▶ **Exercise aim**: Reproduce the items character for character, starting from the first line and ending with the line that contains "[[[151,113],[150,120],[151,121],[207,121],[209,113]]]". Include that final line.

▶ **Given data**:
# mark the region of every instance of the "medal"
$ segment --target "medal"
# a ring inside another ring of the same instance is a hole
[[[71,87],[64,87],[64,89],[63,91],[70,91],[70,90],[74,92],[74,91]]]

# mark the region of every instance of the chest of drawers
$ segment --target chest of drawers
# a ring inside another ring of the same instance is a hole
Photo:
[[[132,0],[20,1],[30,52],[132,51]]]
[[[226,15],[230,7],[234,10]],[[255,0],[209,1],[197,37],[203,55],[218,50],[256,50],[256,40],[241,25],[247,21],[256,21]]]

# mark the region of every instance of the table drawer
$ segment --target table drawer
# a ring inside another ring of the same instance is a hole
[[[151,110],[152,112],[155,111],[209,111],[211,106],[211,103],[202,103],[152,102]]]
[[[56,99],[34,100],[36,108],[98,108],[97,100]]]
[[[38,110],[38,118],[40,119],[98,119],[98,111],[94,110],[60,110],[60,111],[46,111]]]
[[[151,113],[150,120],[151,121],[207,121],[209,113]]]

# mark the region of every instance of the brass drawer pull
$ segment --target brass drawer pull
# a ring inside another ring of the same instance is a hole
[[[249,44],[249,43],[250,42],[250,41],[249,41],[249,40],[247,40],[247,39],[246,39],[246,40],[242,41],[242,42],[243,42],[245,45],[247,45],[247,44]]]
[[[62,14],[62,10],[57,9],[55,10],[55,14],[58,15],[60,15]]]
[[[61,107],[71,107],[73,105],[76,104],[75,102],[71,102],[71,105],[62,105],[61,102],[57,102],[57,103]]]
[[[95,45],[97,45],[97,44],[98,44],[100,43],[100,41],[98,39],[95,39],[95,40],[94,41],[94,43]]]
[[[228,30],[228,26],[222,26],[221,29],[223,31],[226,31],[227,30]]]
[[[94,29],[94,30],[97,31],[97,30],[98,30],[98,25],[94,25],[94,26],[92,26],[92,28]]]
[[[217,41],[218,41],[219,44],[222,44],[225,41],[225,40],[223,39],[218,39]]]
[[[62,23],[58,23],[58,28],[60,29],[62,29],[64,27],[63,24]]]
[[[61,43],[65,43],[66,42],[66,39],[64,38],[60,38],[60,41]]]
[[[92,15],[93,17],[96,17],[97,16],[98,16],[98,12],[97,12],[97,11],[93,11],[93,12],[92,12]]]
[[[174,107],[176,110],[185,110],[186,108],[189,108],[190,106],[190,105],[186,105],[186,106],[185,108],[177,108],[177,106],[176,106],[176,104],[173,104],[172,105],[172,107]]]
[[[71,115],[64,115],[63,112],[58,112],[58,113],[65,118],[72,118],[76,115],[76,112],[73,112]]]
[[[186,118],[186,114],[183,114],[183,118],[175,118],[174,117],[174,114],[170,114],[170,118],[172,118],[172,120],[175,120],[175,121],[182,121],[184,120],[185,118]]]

▶ **Finished exercise**:
# mark the region of every instance of the "medal"
$ segment --target "medal"
# a ring inside another ring of the same instance is a hole
[[[71,87],[64,87],[64,89],[63,91],[70,91],[70,90],[74,92],[74,91]]]

# mark the region of every instance of the chest of drawers
$ segment --target chest of drawers
# a ring inside another ring of the same instance is a hole
Photo:
[[[132,0],[20,1],[30,52],[132,51]]]
[[[226,15],[230,7],[234,10]],[[255,0],[209,1],[197,37],[203,55],[218,50],[256,50],[256,40],[241,25],[247,21],[256,21]]]

# mark the region of every instance of the table drawer
$ segment --target table drawer
# a ring inside another ring of the same instance is a hole
[[[151,110],[152,112],[155,111],[209,111],[211,106],[211,103],[202,103],[152,102]]]
[[[56,99],[34,100],[36,108],[98,108],[97,100]]]
[[[38,110],[38,118],[40,119],[98,119],[98,111],[94,110],[60,110],[60,111],[46,111]]]
[[[151,113],[150,120],[151,121],[207,121],[209,113]]]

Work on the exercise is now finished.